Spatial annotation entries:

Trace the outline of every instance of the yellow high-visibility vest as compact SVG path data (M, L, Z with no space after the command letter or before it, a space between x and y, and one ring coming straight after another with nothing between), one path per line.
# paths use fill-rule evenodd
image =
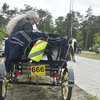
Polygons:
M47 42L44 40L38 40L29 52L28 57L36 62L41 60L44 50L47 46Z

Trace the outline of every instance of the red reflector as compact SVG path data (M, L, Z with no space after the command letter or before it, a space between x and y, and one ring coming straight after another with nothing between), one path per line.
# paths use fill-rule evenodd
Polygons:
M59 77L59 74L58 74L58 73L56 73L54 76L57 78L57 77Z
M15 74L16 74L17 76L19 76L19 75L20 75L20 72L19 72L19 71L17 71Z

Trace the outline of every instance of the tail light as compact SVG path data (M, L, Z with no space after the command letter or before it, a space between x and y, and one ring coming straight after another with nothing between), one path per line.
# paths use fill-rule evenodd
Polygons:
M54 74L54 76L57 78L57 77L59 77L59 74L58 74L58 73L56 73L56 74Z
M15 74L16 74L17 76L19 76L19 75L20 75L20 72L19 72L19 71L17 71Z

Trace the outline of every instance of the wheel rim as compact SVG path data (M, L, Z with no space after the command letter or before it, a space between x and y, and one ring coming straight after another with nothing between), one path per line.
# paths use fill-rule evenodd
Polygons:
M4 77L4 80L2 82L2 97L5 97L6 95L7 85L8 85L8 81L6 80L6 77Z
M64 71L62 82L64 82L64 80L68 80L68 73L66 71ZM67 100L68 98L68 91L68 81L65 81L64 83L62 83L62 94L64 100Z

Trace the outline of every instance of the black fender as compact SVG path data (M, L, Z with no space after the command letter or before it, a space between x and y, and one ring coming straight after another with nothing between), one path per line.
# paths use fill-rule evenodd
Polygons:
M4 61L2 61L0 64L0 81L3 81L4 76L5 76L5 66L4 66Z
M66 69L68 71L68 86L73 87L74 86L74 71L71 66L66 66Z

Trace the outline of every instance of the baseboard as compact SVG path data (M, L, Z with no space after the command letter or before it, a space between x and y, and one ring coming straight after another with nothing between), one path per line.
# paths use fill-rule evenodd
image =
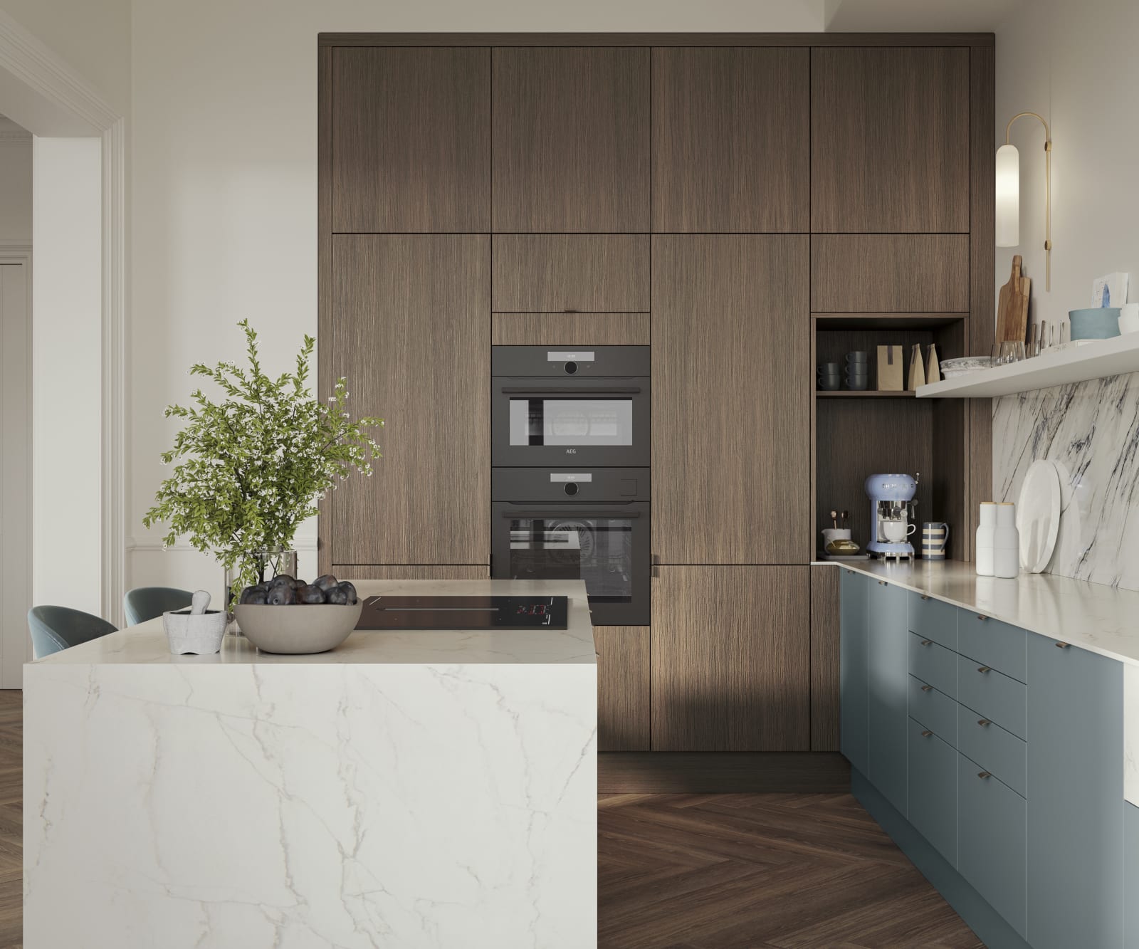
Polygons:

▶ _Directions for this task_
Convert the entries above, from the line containing "Trace the outline of every instance of the tail" through the line containing "M66 69L68 71L68", inclusive, into a Markdown table with the columns "Row" and "Line". Number each row and leave out blank lines.

▶ _Exercise result_
| Row | Line |
|---|---|
| 1 | Trace the outline of every instance of the tail light as compact SVG path data (M, L, Z with no space after the command letter or before it, a space between x and y, and one ring coming straight after another with nothing between), one path per line. |
| 2 | # paths use fill-rule evenodd |
| 3 | Polygons: |
| 4 | M54 74L54 76L57 78L57 77L59 77L59 74L58 74L58 73L56 73L56 74Z |
| 5 | M15 74L16 74L17 76L19 76L19 75L20 75L20 72L19 72L19 71L17 71Z |
| 6 | Trace the outline of every instance of the wheel rim as compact SVG path data (M, L, Z with no space after the command letter or before it, a space between x and y, and one ring coming straight after another with nothing between), one path per line. |
| 7 | # paths use fill-rule evenodd |
| 8 | Polygons: |
| 9 | M4 77L4 80L2 82L2 97L5 97L6 95L7 85L8 85L8 81L6 80L6 77Z |
| 10 | M64 71L62 82L64 82L64 80L68 80L68 73L66 71ZM67 100L68 98L68 91L68 81L65 81L64 83L62 83L62 94L64 100Z |
| 11 | Trace the outline of every instance of the black fender as compact SVG path data (M, L, Z with no space after the command letter or before it, a space between x and y, and one ring coming straight after another with nothing between), one path per line. |
| 12 | # paths use fill-rule evenodd |
| 13 | Polygons: |
| 14 | M4 61L2 61L0 64L0 81L3 81L4 76L5 76L5 66L4 66Z |
| 15 | M66 69L68 71L68 86L73 87L74 86L74 71L71 66L66 66Z |